* [DATA SECTION]:
>> Start

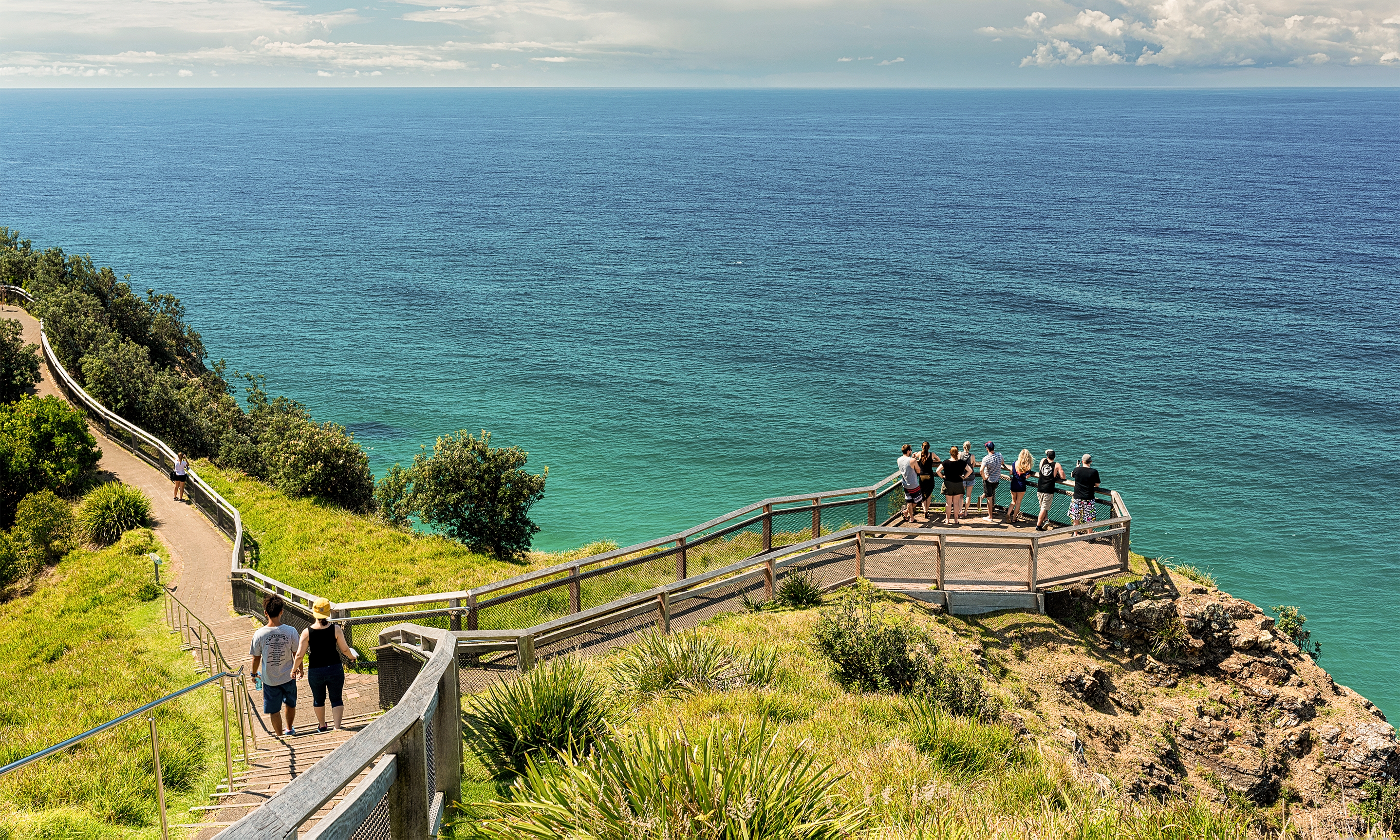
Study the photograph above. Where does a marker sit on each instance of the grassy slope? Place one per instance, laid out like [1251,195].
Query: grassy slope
[870,738]
[345,556]
[80,650]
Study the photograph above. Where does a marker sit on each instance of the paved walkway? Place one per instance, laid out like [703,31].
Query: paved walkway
[198,573]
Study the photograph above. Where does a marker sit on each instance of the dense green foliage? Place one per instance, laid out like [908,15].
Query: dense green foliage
[689,661]
[44,530]
[556,709]
[664,784]
[44,446]
[82,649]
[111,510]
[478,493]
[19,362]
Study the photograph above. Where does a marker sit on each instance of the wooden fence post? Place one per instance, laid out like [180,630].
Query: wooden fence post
[409,796]
[447,733]
[767,528]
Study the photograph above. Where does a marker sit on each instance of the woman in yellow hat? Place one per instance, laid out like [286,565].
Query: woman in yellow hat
[325,643]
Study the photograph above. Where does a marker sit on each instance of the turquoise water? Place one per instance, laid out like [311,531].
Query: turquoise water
[682,301]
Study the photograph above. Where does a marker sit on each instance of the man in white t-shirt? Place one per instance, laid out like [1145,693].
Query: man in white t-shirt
[990,478]
[909,478]
[275,650]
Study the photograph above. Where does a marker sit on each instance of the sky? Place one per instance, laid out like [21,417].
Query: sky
[699,42]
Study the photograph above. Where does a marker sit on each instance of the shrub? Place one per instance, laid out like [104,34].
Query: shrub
[478,495]
[1291,625]
[19,362]
[110,511]
[44,446]
[391,496]
[687,663]
[962,747]
[799,590]
[44,528]
[660,784]
[555,709]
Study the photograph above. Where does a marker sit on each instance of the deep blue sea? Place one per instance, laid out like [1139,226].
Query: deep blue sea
[682,301]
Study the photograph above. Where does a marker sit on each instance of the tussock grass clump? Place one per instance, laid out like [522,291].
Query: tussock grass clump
[111,510]
[688,663]
[661,784]
[556,709]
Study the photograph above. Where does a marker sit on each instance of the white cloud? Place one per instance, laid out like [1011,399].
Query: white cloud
[1188,34]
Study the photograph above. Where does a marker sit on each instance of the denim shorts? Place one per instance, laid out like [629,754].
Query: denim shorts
[275,696]
[331,678]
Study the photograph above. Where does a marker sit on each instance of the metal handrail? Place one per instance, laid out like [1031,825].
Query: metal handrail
[50,751]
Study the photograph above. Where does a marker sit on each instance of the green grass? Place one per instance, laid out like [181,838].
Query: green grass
[916,772]
[82,649]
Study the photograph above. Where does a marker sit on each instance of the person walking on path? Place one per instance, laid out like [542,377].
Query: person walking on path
[952,474]
[909,478]
[325,643]
[1049,474]
[178,474]
[927,463]
[969,476]
[1020,471]
[275,649]
[990,479]
[1085,479]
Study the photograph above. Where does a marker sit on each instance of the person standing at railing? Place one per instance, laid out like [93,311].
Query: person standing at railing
[275,649]
[325,643]
[1085,479]
[178,474]
[990,479]
[952,474]
[1049,474]
[1020,472]
[909,479]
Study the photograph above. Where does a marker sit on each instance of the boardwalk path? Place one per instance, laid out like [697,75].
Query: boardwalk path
[199,576]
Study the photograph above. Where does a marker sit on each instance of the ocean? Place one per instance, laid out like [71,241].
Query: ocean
[682,301]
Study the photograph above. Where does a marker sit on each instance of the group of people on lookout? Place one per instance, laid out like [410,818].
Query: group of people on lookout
[922,471]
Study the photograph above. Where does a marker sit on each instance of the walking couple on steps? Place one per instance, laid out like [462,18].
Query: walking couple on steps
[920,472]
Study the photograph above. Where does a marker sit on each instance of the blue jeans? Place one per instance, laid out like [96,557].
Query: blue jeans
[331,678]
[275,696]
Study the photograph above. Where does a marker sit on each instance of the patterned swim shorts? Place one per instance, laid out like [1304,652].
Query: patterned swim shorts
[1081,510]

>> End

* [WRITTEN EXERCISE]:
Give every row above as a two-column CSV headed text and answer, one line per row. Put each row's wording and its points in one quoted field each, with line breaks turned into spaces, and leave the pictures out.

* [SOLVED PROBLEM]:
text,answer
"Study the photograph above. Where does a marker sit on each instance of the grassy slope? Place one per instance, laid out like [1251,195]. Query: grassy slope","[870,738] [345,556] [80,650]"
"Study the photograph above. Where does a marker sit on each instance of the paved walkway? Place one per instance, laid out like [703,31]. Query: paved walkway","[198,573]"
"Study the photograph above. Where does a marker sit on each instance of the dense green foliage? Place one per instance, laid out like [908,15]. Query: dense green foliage","[689,661] [44,530] [556,709] [664,784] [44,446] [82,649] [111,510] [478,493] [19,362]"
"Study the photograph above. Where does a marker sit on each instance of the wooden fence post? Place one per instance, laid out like [180,630]. Query: wooden fence post","[409,796] [447,733] [767,528]"
"Study the photograph above. Where does a marker sit on each instance of the woman in yellow hat? Place one per instance, laid out like [286,565]. Query: woman in yellow hat","[325,643]"
"Study the photograph above. Where does a marker sit on each instance of the turquoise water? Place one per instance, laid out like [311,531]. Query: turquoise water","[682,301]"
"Study the photograph above. Where does a marker sit on each instance of the man in white t-shirt? Place one per instance, laid out like [1145,693]. Query: man in white t-shirt","[990,478] [909,478] [275,650]"
"Study the photograph above. Where does a marker sit on each instance of the sky? Place one per instance, laid out like [21,417]. Query: sky","[699,42]"
"Study the photograph above. Where does a marker sit on each instance of the shrub? Place one per instance, laid out like [104,34]. Query: shrub","[478,495] [1291,625] [19,362] [110,511] [44,446] [391,496] [687,663] [962,747] [799,590] [44,528] [660,784] [555,709]"
"Study the photograph above. Where does a marker sit on each instance of the deep blue sea? Place one per instance, laid out like [1139,226]. Query: deep blue sea","[682,301]"
"Study the photograph above. Where does a marker sit on each instance of the tussock grass clump? Place one per instance, laid out like [522,291]. Query: tussock grass clump","[111,510] [688,663] [661,784] [556,709]"
"Study the photograph above. Where does a marker sit on each instance of the white cloud? Place one per instance, laid out like [1011,399]. Query: white cloud","[1188,34]"
"Study the photograph above. Where does a marker sit on each instance of the denim shorts? Place one per instance, laid out like [629,754]. Query: denim shorts","[275,696] [331,678]"
"Study the photograph above. Where does a marker sit on each instance of the metal handrail? Place one per instance, laid out like [1031,825]. Query: metal handrail","[50,751]"
"Study the photograph above. Where does a marker sit on each instance of the green grass? Place one per instance, laid out like [181,838]. Query: green grass","[916,772] [82,649]"
"Study the photograph above. Where does a marker sit on each instance of the person walking on path? Place one per instance, laid out like [542,377]. Query: person walking on path","[952,474] [909,478] [325,643] [1049,474] [178,474] [927,463] [969,476] [1020,471] [275,649] [990,479] [1085,479]"
"Study the photograph above. Where does a marker sit on each instance of the person standing at railing? Place one per instance, laid out like [93,311]. Query: person standing at railing","[275,649] [325,643] [1085,479] [178,474] [990,479] [952,474] [1049,474] [1020,472] [909,479]"
"Study the photograph above. Where does a marker sit on each instance of the boardwalk path? Place one per instance, laid out like [697,75]. Query: boardwalk path","[199,576]"
"Study the photograph above. Where does a marker sit on each instance of the ocean? Place one per instance, laid out like [71,241]. Query: ocean","[682,301]"
"Study the photograph above. Where does a marker sit on each instance of the group of people on lookout? Place one per instance, laid out like [410,818]. Query: group of people on lookout","[922,471]"
"Study the photograph above. Where does a marker sit on each instance of the walking couple on steps? Place one per instance, laid out like [462,18]. Query: walking couple on steps","[920,472]"
"Study the photograph above. Where does a marker sit on each instance of the blue jeans? Place one per instance, laid out like [96,557]. Query: blue jeans","[331,678] [275,696]"
"Study the photograph above. Where does a marker sit on each instance of the patterned swim shorts? Place one per instance, laid out like [1304,652]. Query: patterned swim shorts","[1081,510]"